Has anyone had a problem getting their replacement pistol, or was mine just an anomaly? I know for sure that because of this, I will never buy another Taurus again.


----------



## RK3369

Sorry, but your story seems to be consistent with many that I've heard over the past few years. Taurus CS is not good, despite what they claim. Their lifetime warranty is worthless because you can never get your gun serviced and returned in a timely manner. 

I've had a bad experience with them and also won't buy another Taurus unless I can get it for next to nothing so that I can throw it away if it fails. And I would likely only ever use one for a range gun, not an EDC.


----------



## Cannon

No doubt I'd be very frustrated too, I've never owned a handgun that's been recalled. But I owned a Browning BPS shotgun that spent more time at Browning than it did with me! After it broke 4 times in the first year when it finally came back it was traded. I own a Taurus PT-111 G2 and have been very happy with the gun it has been my EDC for over a year. I sure hope they will get you your replacement pistol ASAP.


----------



## Livingthedream

2manycats.I could go on and on about how badly Taurus handled the whole situation But will keep it short. I was one of the owners who sent their Pt111 millennium pro's in as soon as the lawsuit and possible recall were first announced . Think I mailed it back to Taurus Jan. 2015.Almost a year and a half ago. I was under the assumption when I sent it in that it was going to be inspected and repaired not replaced. Kept calling and chatting then was told it would be replaced with a new G2. The wait would be 4 to 6 weeks. Eventually got replacement G2 13 weeks later. Had to chat with CS once a week to find out when it would ship because they would not contact me to let me know. At some point in aug.2015 Taurus decided that they would not replace any guns until lawsuit was settled. There will be a final ruling sometime in July. You are not alone there are hundreds if not thousands of people waiting in limbo for there replacements and are extremely frustrated with the way Taurus is handling the situation. I have read post from other forum moderators that they will never spend another penny on a Taurus . Guess like anything else when you are effected your attitude changes. I feel your pain especially when they are abundant on the market for $199.00.
Like a slap in the face. Well done Taurus.


----------



## ginelmore

I sent my 3 bad gun in back in Aug 2015 and got 3 new ones back after lots of calling in Feb 2016 and I will say it looks very bad for Taurus right now (PS) I sold all 3 - 2 Pt140G2 & a Pt 809 and got a H&K VP9 & 8 mags


----------



## dandahandyman

Same with me sent it in Oct 15 called and called and called, always the same, waiting on parts, decided to replace instead of fix. almost every month it was a new story. Mine was a .45 PC12 it would not come off safety, was dangerous piece. I finally got a replacement, a 9mm 111. I dont want it, will not even take it out of the box. Heres my real gripe, I sent them a 400.00 gun they sent me back a 250.00 gun, wrong caliber, dont have any 9mm anything, had to go get a permit, which cost me about 4 hrs time, to get it from the FFL, then the FFL charges me 30.00 in transfer fees. anyone who would say anything good about this company needs to have them fix there weapon. I am in the customer service business, I cant even imagine what the logic was to keep my weapon for 15 months run me around, lie to me, and treat me like a fool on the phone, then send me a pile of crap 111 and expect that they have made me happy. I am not sure what my next move is, its like it always is, the little guy, the customer gets the short end of the stick. NEVER, NEVER, NEVER would I recommend this product of this company to anyone, just remarkable how poor they treated us.
# # # #
■ **THE EXERCISE**
Print, word for word, the part of the thread about Taurus pistol replacements that opens with the words containing "No doubt I'd" and closes with "replacement pistol ASAP.". The lines that come next are separate material, unrelated to the thread about Taurus pistol replacements.

■ **AVAILABLE DATA**
# # # #
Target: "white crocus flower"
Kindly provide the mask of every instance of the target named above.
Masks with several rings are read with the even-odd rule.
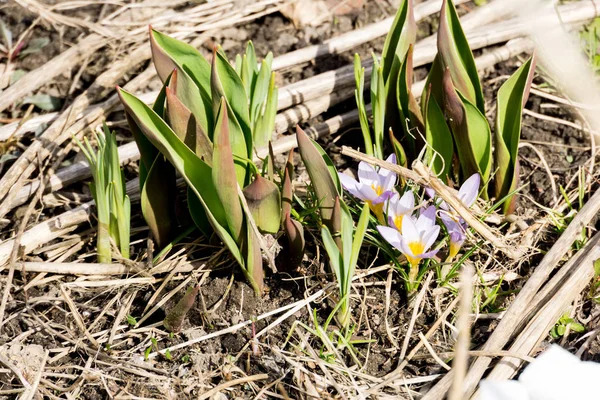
# # # #
■ **OUTPUT OF THE TASK**
No doubt I'd be very frustrated too, I've never owned a handgun that's been recalled. But I owned a Browning BPS shotgun that spent more time at Browning than it did with me! After it broke 4 times in the first year when it finally came back it was traded. I own a Taurus PT-111 G2 and have been very happy with the gun it has been my EDC for over a year. I sure hope they will get you your replacement pistol ASAP.